The records
* * * * *

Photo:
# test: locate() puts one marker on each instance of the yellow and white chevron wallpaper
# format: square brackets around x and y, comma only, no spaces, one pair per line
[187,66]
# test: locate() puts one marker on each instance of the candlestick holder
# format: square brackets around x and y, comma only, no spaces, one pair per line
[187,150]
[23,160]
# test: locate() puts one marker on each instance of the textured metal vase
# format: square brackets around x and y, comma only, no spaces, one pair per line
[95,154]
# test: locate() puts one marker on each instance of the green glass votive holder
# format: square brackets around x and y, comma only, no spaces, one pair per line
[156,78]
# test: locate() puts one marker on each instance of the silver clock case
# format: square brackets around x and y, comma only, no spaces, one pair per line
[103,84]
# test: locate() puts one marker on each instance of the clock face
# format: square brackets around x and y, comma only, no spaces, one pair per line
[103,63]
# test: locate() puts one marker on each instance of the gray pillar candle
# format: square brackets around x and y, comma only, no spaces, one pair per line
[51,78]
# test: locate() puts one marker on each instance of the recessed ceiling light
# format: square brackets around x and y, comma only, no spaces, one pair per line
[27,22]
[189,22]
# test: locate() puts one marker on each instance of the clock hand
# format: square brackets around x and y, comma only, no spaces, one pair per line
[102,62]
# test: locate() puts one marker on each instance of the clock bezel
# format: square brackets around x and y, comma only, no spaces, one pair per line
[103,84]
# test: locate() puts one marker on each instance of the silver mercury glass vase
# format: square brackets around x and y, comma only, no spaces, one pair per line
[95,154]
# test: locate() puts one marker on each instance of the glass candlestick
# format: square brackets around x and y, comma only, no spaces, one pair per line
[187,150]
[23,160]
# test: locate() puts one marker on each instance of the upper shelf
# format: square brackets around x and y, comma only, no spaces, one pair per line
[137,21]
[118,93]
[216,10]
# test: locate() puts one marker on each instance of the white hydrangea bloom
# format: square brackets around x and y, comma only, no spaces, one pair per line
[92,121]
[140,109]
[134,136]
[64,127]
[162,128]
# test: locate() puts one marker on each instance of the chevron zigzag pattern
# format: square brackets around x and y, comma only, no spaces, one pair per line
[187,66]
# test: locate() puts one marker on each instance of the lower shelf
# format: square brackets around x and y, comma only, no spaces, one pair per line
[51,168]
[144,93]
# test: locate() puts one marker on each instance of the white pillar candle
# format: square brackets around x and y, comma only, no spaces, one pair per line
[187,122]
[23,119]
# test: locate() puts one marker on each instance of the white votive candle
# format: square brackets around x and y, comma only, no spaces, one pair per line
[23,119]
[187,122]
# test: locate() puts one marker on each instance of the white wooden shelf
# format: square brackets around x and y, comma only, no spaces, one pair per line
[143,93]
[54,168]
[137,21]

* * * * *

About this exercise
In the records, find every line that has the string "pillar" and copy it.

Your response
# test: locate() puts one marker on each instance of the gray pillar candle
# test: locate() puts one marker on each instance of the white pillar candle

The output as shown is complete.